## DATA SUPPLIED
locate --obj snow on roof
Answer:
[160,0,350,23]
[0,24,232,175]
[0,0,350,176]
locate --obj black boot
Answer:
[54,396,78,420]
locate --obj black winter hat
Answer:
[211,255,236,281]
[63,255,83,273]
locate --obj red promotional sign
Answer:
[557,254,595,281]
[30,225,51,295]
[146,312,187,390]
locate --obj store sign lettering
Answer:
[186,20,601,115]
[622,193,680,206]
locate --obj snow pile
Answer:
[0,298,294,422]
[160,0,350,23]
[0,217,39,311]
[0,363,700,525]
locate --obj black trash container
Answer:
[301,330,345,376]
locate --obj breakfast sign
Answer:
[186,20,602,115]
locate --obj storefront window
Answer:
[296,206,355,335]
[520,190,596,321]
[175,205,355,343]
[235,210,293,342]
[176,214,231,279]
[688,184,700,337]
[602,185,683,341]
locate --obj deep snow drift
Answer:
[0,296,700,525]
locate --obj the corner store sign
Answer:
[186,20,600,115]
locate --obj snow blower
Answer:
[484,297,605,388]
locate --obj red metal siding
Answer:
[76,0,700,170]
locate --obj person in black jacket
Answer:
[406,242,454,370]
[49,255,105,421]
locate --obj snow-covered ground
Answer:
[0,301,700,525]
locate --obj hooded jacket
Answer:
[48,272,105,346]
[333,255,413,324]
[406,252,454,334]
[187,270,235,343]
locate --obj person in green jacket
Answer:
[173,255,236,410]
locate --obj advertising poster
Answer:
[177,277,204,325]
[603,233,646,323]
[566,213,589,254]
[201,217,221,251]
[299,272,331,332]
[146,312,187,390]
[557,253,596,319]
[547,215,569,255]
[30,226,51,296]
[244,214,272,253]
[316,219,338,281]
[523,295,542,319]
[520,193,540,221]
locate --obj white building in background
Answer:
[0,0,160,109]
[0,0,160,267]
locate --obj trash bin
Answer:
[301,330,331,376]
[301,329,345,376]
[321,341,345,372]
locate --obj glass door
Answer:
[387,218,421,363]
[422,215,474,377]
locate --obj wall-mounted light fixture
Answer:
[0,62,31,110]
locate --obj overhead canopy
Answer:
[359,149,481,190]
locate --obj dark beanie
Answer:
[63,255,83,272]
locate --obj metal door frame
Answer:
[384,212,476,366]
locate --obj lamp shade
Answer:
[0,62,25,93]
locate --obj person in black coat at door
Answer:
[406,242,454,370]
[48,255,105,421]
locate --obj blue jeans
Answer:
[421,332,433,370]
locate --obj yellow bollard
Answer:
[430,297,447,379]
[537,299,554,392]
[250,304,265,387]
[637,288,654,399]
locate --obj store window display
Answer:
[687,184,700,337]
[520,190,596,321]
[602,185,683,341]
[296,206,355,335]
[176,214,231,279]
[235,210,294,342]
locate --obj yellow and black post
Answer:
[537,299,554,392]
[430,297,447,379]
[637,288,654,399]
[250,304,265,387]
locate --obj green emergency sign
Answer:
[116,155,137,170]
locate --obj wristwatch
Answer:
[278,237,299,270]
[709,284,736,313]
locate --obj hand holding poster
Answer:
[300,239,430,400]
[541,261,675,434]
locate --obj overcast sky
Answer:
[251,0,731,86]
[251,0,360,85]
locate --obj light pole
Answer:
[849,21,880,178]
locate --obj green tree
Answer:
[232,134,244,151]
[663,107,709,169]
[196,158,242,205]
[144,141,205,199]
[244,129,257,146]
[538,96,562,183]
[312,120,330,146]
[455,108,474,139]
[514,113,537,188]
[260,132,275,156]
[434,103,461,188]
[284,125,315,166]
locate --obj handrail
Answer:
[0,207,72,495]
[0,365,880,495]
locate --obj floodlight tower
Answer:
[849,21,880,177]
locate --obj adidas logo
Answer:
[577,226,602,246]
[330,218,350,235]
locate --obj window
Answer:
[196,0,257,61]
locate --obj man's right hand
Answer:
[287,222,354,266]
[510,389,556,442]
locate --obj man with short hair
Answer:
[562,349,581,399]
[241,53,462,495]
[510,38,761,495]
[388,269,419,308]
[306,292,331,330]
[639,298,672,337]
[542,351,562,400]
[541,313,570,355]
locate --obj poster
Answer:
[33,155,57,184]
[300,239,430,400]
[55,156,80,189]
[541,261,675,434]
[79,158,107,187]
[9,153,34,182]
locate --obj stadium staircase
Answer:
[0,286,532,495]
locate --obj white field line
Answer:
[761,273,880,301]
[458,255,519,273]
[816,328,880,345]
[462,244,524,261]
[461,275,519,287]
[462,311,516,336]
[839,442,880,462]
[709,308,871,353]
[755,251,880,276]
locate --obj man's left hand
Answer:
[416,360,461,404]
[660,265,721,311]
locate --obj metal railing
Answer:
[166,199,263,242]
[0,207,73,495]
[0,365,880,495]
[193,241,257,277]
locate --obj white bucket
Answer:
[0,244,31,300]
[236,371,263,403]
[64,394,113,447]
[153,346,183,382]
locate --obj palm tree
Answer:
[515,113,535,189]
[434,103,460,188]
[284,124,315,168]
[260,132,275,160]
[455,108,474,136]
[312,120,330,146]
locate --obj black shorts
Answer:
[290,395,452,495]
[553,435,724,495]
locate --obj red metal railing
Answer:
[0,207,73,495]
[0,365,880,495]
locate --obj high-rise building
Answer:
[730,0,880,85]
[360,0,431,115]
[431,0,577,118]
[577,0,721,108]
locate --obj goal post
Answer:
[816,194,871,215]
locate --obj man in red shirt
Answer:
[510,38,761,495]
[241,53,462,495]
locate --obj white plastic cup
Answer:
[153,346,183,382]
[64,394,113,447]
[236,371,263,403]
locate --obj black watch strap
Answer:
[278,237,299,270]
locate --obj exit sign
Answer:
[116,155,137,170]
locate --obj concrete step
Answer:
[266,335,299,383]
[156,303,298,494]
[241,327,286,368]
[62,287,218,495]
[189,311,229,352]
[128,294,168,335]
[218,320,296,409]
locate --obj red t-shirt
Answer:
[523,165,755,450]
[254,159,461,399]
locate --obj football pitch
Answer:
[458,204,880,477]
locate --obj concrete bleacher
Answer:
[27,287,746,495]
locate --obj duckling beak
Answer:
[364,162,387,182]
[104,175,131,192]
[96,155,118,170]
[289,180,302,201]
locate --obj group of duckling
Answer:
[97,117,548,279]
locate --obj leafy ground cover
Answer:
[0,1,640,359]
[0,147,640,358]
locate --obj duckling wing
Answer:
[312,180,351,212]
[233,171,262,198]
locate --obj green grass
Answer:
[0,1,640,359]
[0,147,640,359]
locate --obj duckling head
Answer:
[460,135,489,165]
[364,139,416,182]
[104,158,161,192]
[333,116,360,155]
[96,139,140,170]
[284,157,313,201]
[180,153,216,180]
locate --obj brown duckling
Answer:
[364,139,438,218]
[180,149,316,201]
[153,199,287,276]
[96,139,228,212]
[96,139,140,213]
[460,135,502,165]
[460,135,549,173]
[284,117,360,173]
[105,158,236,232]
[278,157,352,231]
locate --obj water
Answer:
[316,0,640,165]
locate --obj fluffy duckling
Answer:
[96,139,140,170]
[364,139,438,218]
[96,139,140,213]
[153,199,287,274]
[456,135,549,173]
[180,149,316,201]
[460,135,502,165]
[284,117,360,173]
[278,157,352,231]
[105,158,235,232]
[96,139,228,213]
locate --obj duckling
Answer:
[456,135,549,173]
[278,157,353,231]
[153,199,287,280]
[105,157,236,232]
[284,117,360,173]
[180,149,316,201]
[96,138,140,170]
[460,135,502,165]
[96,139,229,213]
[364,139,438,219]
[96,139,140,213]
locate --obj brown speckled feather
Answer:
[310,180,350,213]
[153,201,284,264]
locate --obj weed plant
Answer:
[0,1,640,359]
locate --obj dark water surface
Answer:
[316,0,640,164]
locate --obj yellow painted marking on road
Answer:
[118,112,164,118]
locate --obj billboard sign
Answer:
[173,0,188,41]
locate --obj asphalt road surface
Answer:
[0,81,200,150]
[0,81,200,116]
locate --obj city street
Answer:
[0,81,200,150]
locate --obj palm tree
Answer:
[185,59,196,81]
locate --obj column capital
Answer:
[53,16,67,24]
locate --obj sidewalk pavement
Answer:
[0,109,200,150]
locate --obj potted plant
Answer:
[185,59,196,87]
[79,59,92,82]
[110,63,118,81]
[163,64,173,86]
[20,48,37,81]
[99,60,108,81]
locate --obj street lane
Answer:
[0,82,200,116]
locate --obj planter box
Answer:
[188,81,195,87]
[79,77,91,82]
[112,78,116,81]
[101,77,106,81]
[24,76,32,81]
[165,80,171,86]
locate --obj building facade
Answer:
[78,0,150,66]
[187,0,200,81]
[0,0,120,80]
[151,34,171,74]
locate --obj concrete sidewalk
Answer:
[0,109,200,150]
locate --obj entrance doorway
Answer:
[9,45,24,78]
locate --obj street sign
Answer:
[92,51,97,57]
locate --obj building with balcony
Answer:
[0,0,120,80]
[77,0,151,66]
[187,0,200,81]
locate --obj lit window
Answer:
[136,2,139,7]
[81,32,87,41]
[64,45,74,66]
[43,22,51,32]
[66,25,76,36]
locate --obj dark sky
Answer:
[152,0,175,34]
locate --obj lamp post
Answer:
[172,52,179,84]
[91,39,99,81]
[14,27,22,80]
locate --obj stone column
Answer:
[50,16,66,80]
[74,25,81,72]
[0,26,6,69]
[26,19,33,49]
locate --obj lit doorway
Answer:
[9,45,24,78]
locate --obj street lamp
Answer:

## TASK DIRECTIONS
Update the records from the very start through the line with "[622,193,680,206]" by replacing "promotional" with "advertising", and leave every other part of those lines unchanged.

## COMPLETE OUTPUT
locate --obj snow on roof
Answer:
[160,0,350,23]
[0,24,232,175]
[0,0,350,176]
locate --obj black boot
Answer:
[54,396,78,420]
locate --obj black winter hat
Answer:
[211,255,236,281]
[63,255,83,273]
locate --obj red advertising sign
Answer:
[557,254,595,281]
[30,225,51,295]
[146,312,187,390]
locate --obj store sign lettering
Answer:
[186,20,601,115]
[622,193,680,206]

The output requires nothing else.